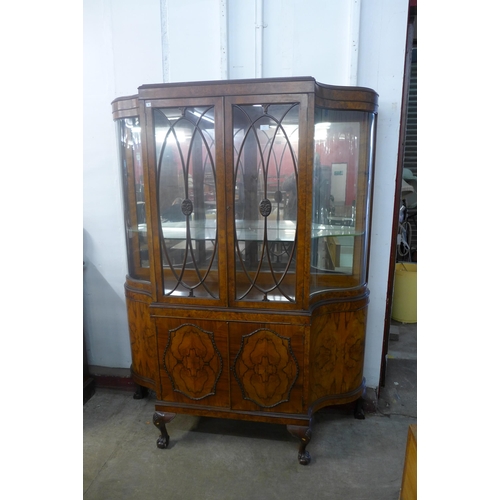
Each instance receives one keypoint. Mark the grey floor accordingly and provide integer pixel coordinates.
(225, 459)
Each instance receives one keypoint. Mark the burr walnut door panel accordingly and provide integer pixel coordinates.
(266, 367)
(193, 361)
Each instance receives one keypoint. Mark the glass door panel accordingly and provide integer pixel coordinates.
(338, 227)
(265, 156)
(129, 140)
(186, 197)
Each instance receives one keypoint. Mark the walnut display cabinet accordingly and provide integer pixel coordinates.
(247, 214)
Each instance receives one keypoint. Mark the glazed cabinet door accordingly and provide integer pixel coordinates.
(265, 144)
(193, 361)
(185, 145)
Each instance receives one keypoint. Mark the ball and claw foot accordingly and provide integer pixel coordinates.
(160, 419)
(359, 413)
(304, 458)
(140, 392)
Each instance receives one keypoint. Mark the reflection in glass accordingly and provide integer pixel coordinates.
(186, 197)
(129, 131)
(265, 200)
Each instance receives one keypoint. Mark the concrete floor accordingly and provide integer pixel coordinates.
(225, 459)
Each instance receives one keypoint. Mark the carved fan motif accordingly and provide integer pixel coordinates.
(192, 361)
(266, 368)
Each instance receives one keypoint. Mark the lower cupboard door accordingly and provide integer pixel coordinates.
(266, 367)
(193, 361)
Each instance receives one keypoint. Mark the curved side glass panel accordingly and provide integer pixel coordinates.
(129, 140)
(341, 186)
(265, 200)
(186, 198)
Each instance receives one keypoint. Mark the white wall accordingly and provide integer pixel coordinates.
(127, 43)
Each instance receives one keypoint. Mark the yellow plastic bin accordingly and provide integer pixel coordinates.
(404, 301)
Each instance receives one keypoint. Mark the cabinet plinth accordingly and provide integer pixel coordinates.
(247, 217)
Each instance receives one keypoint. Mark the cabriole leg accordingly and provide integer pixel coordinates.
(160, 419)
(304, 433)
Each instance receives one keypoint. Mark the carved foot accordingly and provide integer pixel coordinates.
(304, 433)
(141, 392)
(358, 410)
(160, 419)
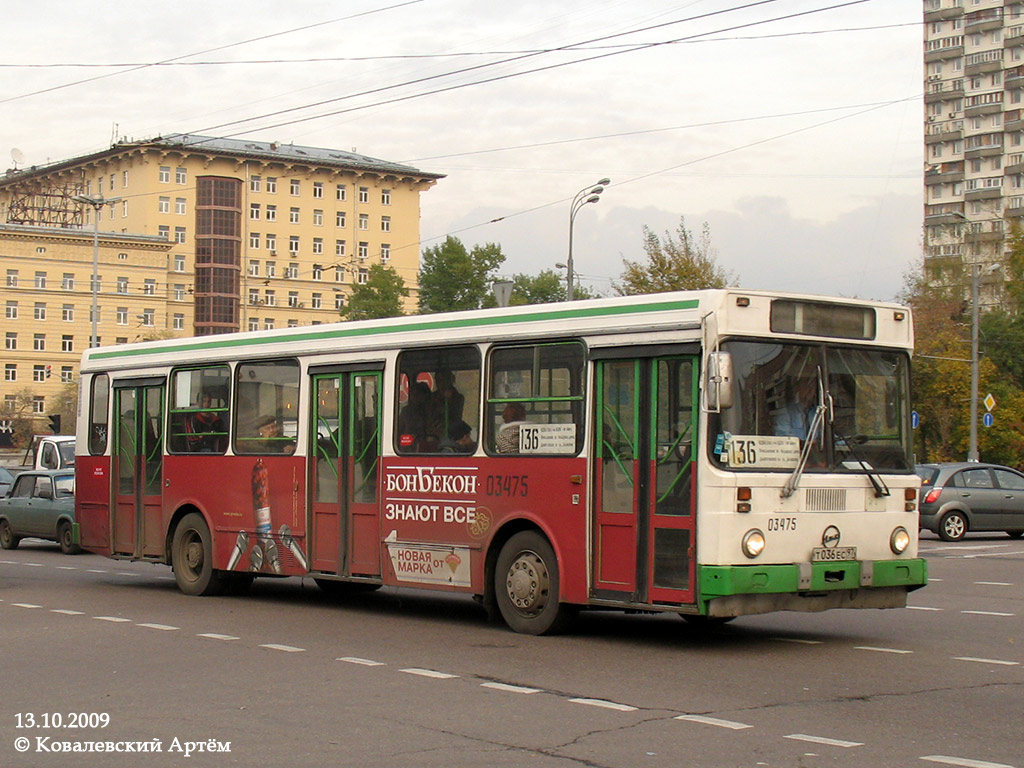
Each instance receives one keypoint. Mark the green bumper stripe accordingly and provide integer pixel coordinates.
(720, 581)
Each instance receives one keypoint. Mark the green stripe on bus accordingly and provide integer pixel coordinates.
(226, 341)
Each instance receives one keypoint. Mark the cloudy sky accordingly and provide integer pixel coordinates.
(792, 127)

◆ ◆ ◆

PROBLEM DETAILS: From the first line to the last, repeat the records above exactly, leaving out the pictures.

RESPONSE FOR THIS EXERCISE:
Each instance receives one keypoint. Mark the grey floor accordingly and provide integer pixel coordinates.
(225, 459)
Each instance receives one keypoint. Mark the burr walnut door panel accordingly and provide integer pixel coordinates.
(266, 367)
(193, 361)
Each instance receives one keypoint. Mark the glass door panel accordingly and provide integer pixel coordinates.
(338, 227)
(265, 156)
(129, 140)
(186, 197)
Each instance receives one keypoint. Mark the walnut display cabinet accordingly and provide integer pixel coordinates.
(247, 214)
Each instance receives one keypoint. Mark the glazed cabinet door accordingly and provide integer pixel coordinates.
(265, 144)
(193, 361)
(185, 145)
Each instance receives one keypoint. Mark the ball and claw foot accordingly and provide integer pixel coordinates.
(160, 419)
(359, 413)
(304, 458)
(140, 392)
Each instance receives one keypoint. Mark the reflection in glass accordingly and provide integer pixel coordinates.
(186, 197)
(129, 131)
(265, 200)
Each instance receives one keypoint. Mark the concrete floor accordingly and provide integer pixel coordinates.
(225, 459)
Each instance receives one keypoint. Mark the carved fan motif accordingly and provide integer pixel coordinates.
(192, 361)
(266, 368)
Each instance receives one keypoint. Mark the lower cupboard door accordingly and provide integer pixel coordinates.
(266, 367)
(193, 361)
Each instance receives one keypoint. Mark the curved side glass panel accordingly and provide integer pixel coordinates.
(129, 140)
(341, 186)
(265, 200)
(186, 198)
Each instance receives one keypoint. Mark the white wall accordingly and provide integer pixel coordinates.
(127, 43)
Each instance receives one keypoint. Mark the yellow plastic bin accordingly and provide integer pixel coordinates.
(404, 301)
Each instance receives one keypoint. Mark the cabinet plinth accordingly and provide integer pixel coordinates.
(247, 217)
Each instance receives one keypoint. Mark the cabriole leg accordingly and provide integer pixel coordinates.
(160, 419)
(304, 433)
Each instance receives one keypoint. Mark the carved foot accordingly and provide integer pixel coordinates.
(304, 433)
(141, 392)
(358, 410)
(160, 419)
Each instance receives one keypoint. Mark the green bumper stripe accordingly and provide integer pixel coordinates.
(720, 581)
Each instance receives one keypoint. Mark the green stripe on bus accordingly and provide integer pixel coordinates.
(226, 341)
Each instance receives one keypoint. Mark the cloudy sky accordingly and provide integer pixel coordinates.
(792, 127)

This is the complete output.